EXERCISE INSTRUCTIONS :: Continue the article on protecting small businesses from business email compromise scams, starting right after its last sentence.

How to Protect Your Small Business from Business Email Compromise Scams
on Friday, October 27, 2017
Security & Fraud Information
Companies of all sizes are being targeted by criminals through Business Email Compromise scams. In these scams, cybercriminals gain access to an employee’s legitimate business email through social engineering or computer intrusion. The criminal then impersonates the employee ¾ often a senior executive or someone who can authorize payments ¾ and instructs others to transfer funds on their behalf. According to the FBI’s Internet Crime Complaint Center, more than $360 million has been loss due to these scams.
Any business that conducts transactions overseas or regularly performs wire transfers should stay alert for these scams. Companies can protect themselves and their employees by using alternative communication channels to verify any large transaction requests and by educating their employees on potential red flags of fraud.
Northwest Bank recommends the following tips to help businesses and employees avoid business email compromise:
- Educate your employees. You and your employees are the first line of defense against business email compromise. A strong security program paired with employee education about the warning signs, safe practices, and responses to a suspected takeover are essential to protecting your company and customers.
- Protect your online environment. It is important to protect your cyber environment just as you would your cash and physical location. Do not use unprotected internet connections. Encrypt sensitive data and keep updated virus protections on your computer. Use complex passwords and change them periodically.

Point-per-instance localization data:
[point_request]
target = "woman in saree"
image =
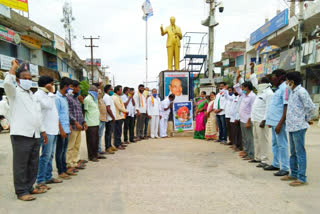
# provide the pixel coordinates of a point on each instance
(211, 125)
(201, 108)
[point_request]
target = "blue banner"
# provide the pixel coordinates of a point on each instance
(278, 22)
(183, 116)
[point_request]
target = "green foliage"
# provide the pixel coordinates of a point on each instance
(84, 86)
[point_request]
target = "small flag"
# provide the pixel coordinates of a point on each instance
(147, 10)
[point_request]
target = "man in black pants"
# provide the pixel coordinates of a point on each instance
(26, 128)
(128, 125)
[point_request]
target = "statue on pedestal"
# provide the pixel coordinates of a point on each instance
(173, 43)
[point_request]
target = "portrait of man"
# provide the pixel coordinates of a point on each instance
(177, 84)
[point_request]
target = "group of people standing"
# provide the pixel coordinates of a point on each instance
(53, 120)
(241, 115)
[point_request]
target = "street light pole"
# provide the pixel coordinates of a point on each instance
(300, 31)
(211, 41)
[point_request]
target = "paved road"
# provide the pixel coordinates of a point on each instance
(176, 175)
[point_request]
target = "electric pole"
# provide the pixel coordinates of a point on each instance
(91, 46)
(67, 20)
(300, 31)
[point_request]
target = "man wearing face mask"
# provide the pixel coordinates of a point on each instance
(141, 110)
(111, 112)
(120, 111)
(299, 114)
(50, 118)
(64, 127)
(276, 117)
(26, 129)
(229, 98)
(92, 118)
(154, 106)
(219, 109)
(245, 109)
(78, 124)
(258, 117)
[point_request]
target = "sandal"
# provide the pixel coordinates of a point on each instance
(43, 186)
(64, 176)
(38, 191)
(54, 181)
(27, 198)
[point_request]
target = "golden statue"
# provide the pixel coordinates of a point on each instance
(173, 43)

---

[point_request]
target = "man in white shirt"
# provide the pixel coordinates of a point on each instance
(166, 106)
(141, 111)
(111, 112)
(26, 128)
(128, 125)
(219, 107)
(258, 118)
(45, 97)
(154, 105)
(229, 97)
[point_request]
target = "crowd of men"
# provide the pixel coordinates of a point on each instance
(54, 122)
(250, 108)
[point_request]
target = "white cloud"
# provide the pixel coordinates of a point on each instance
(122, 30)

REPLY TO THE EXERCISE ::
- Use alternative communication channels to verify significant requests. Have multiple methods outside of email – such as phone numbers, alternate email addresses – established in advance through which you can contact the person making the request to ensure it is valid.
- Be wary of sudden changes in business practices or contacts. If an employee, customer or vendor suddenly asks to be contacted via their personal e-mail address, verify the request through known, official and previously used correspondence as the request could be fraudulent.
- Be wary of requests marked “urgent” or “confidential. Fraudsters will often instill a sense of urgency, fear or secrecy to compel the employee to facilitate the request without consulting others. Use an alternative communication channel outside of email to confirm the request.
- Partner with your bank to prevent unauthorized transactions. Talk to your banker about programs that safeguard you from unauthorized transactions such as call backs, device authentication and multi-person approval processes.
For more tips, see the Federal Bureau of Investigation’s Internet Crime Complaint Center’s public service announcement.
If you fall victim to a business email compromise scam:
- Contact your financial institution immediately to notify them about the fraudulent transfer and request that they contact the institution where the fraudulent transfer was sent.
- Contact your local Federal Bureau of Investigation office as they might be able to freeze or return the funds, if notified quickly.
- File a complaint, regardless of dollar loss, at www.IC3.gov.